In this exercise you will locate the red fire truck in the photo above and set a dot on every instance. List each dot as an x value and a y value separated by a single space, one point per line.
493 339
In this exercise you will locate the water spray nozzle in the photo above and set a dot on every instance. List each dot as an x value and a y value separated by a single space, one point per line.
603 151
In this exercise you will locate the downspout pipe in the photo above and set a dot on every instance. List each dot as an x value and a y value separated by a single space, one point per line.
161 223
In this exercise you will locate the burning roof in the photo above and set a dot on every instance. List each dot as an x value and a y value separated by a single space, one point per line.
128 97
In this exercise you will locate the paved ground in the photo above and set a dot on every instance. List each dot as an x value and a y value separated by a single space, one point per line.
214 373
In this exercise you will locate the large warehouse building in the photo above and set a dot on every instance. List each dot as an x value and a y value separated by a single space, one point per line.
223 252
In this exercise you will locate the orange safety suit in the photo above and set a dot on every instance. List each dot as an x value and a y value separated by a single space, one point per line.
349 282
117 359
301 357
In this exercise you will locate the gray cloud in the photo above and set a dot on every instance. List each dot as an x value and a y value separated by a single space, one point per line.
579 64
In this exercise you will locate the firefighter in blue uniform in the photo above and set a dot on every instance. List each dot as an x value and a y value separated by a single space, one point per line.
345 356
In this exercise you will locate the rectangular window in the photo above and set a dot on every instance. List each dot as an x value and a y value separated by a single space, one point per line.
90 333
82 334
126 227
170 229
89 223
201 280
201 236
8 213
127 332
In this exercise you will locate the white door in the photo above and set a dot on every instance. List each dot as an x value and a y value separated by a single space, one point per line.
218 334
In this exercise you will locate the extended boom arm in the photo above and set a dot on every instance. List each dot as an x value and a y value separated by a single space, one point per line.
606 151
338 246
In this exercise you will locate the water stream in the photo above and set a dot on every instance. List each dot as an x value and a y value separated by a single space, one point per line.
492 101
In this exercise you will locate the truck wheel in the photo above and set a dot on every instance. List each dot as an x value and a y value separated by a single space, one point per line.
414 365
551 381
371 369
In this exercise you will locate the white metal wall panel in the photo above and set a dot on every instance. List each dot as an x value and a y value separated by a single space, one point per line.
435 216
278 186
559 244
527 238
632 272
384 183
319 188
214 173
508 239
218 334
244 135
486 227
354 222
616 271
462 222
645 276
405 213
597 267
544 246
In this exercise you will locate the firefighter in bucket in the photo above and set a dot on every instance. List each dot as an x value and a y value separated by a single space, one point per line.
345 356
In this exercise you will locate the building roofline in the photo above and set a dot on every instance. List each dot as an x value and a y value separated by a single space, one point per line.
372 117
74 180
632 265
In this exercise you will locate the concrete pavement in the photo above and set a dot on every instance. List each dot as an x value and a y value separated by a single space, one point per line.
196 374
---
Instruções da tarefa >> Por favor, substitua "set a dot" por "mark a point" em todos os registros acima e reproduza-os com o restante inalterado.

Resposta escrita >>
In this exercise you will locate the red fire truck in the photo above and mark a point on every instance. List each dot as an x value and a y value separated by a single space, one point per line.
493 339
In this exercise you will locate the water spray nozzle in the photo above and mark a point on every instance. List each dot as an x value and a y value separated by a single space, one point per line.
603 151
In this exercise you will locate the downspout pipe in the photo above and mark a point on every instance. List each dot as an x value and a y value separated by a single space, one point per line.
161 223
In this exercise you will locate the burning roof in the photo above and mark a point on every instance. List each dot as an x value and a y value separated by a single space, one point per line.
128 97
In this exercise you will locate the paved ground in the photo above and mark a point on every instance. List each dot as an x value and a y value separated by a single space, one point per line.
214 373
In this exercise you will locate the large warehouse building in the photo above and mark a point on every instance. List each dot as an x value and a y value separated by a single space, one point per line.
223 252
In this exercise you will locate the orange safety suit in the photo above and mark a point on every instance. List each dot as an x value and a y value separated by a single space, one point per line.
349 282
117 359
301 357
In this exercise you will locate the gray cloud in the photo above and mark a point on every instance. List each dot as an x value and a y value separated by a single space, one point per line.
579 64
In this exercise you will locate the firefighter in blue uniform in the photo above and mark a point on every instance. List each dot as an x value and a y value separated by a single space, one point per line.
345 356
In this exercise you will locate the rectangular window in the photo above and mark a point on every instance. List each dot as an x value and a y value separated by a single space, one point per line.
90 333
82 334
126 227
170 229
89 223
201 280
201 236
8 213
127 332
In this exercise you will locate the white door in the photo above and mark a point on every instance. List each dot as an x value and a y value separated by a single space, one point per line.
218 334
In this exercise you will locate the extended boom arm in the photo above and mark a point on every instance. List each dot as an x value and a y value separated by a single space, one point per line.
606 151
338 246
In this exercise you will locate the water stream in the photo above and mark a point on every instance. List each dot as an x value and a y value separated by a single space, one point per line.
492 101
In this exercise you will locate the truck wheel in the photo above and mark a point on every instance. List each dot as an x value and a y value separated by a single space, one point per line.
414 365
551 381
371 369
In this exercise you will locate the white metal wall panel in the photo above and mark a point on every instance. List each dot as an x value and a y value separated by a single space, one point per line.
435 216
278 186
559 244
527 238
632 272
384 183
319 188
214 173
508 239
218 334
244 135
486 227
354 222
616 271
462 222
645 276
405 213
597 267
544 246
In this exercise you will locate the firefighter in bucket in the photo above and mark a point on every instance. List each dot as an x value and a y value separated by a single space, one point per line.
345 356
In this exercise you will locate the building roofline in the photo above and mark a point on every instance. List each dot as an x value and a y value separated by a single space, one point per line.
372 117
74 180
632 265
In this exercise you will locate the concrete pavement in the photo above and mark a point on every instance. List each dot as an x value and a y value separated by a single space, one point per line.
196 374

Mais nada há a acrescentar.